→ Assignment: Set down all of the lines below exactly as they are given.

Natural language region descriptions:
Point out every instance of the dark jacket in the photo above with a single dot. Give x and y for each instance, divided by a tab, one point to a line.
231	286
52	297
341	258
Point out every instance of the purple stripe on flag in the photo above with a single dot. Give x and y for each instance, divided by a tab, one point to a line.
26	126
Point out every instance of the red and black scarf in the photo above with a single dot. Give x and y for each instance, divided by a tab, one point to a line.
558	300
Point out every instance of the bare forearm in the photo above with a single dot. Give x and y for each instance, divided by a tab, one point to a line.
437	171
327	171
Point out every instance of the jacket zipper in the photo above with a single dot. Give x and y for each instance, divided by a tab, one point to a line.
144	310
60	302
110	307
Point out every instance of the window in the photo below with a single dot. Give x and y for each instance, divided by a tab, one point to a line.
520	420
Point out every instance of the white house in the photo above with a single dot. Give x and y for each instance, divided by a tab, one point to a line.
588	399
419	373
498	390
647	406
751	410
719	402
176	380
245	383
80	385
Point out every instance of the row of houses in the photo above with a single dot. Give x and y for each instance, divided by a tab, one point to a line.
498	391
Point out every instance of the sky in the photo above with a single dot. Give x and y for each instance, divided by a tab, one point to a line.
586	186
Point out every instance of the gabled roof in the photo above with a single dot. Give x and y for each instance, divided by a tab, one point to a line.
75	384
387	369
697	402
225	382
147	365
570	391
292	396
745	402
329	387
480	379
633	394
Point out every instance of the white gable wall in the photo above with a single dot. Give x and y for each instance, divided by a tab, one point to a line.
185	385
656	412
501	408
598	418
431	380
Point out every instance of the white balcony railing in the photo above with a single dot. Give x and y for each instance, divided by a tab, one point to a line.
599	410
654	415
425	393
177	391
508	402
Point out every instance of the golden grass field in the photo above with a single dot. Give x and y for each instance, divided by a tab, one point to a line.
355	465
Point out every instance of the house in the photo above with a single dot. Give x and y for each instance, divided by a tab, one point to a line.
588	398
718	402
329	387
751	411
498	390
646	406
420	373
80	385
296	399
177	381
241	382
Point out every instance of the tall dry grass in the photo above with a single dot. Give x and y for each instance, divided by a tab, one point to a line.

→ Expected answer:
Point out every instance of the dark jacket in the photo above with a single dot. Give x and y for each instance, divided by a tab, one point to a line.
231	286
52	297
341	258
Point out every instance of the purple stripe on flag in the photo above with a single dot. Give x and y for each instance, divided by a tab, one point to a line.
26	126
Point out every instance of the red and black scarf in the photo above with a single dot. Give x and y for each instance, divided by a tab, one point to a line.
558	300
Point out every instance of the bare forearm in the photo above with a single dot. Give x and y for each instance, divided by a tab, one point to a line.
437	171
327	171
Point out every instance of the jacket zipper in the photo above with a single dot. Give x and y for each instance, divided by a tab, one point to a line.
144	310
60	302
110	307
Point out every instance of the window in the photo below with a single dot. Give x and y for each instance, divided by a tab, one point to a line.
520	420
Point out every instance of the white house in the photo above with a single dot. Give x and y for each instance, divided by a tab, one point to a line.
588	399
419	373
498	390
647	406
751	410
719	402
176	380
245	383
80	385
Point out every instance of the row of houses in the photo above with a single dot. Give x and y for each instance, divided by a tab, one point to a line.
498	391
Point out every instance of the sky in the photo above with a single dot. Give x and y for each instance, divided by a tab, one point to a line.
586	186
Point out every instance of the gabled roof in the photo above with a single dot. Give x and y for each instance, divided by a tab, one point to a line.
75	384
387	369
697	402
225	382
147	365
570	391
292	396
745	402
329	387
480	379
633	394
Point out every instance of the white gable wall in the photo above with a single dot. Give x and y for each instance, divided by a tab, one point to a line.
185	385
656	412
501	408
598	418
431	380
Point out every instance of the white balcony railing in the photo above with a single dot. Give x and y for each instance, divided by a tab, one point to a line.
599	410
654	415
425	393
177	391
508	402
Point out every instance of the golden grass field in the photo above with a single dot. Give x and y for each instance, divided by a tab, one point to a line.
355	465
Point out every instance of the house in the photo above with a single dot. Give x and y for each instance, divided by a tab, one point to a line.
588	398
718	402
329	387
751	411
498	390
646	406
420	373
80	385
296	399
177	381
241	382
Point out every instance of the tall dry grass in the photo above with a single dot. Give x and y for each instance, divided by a tab, one point to a line.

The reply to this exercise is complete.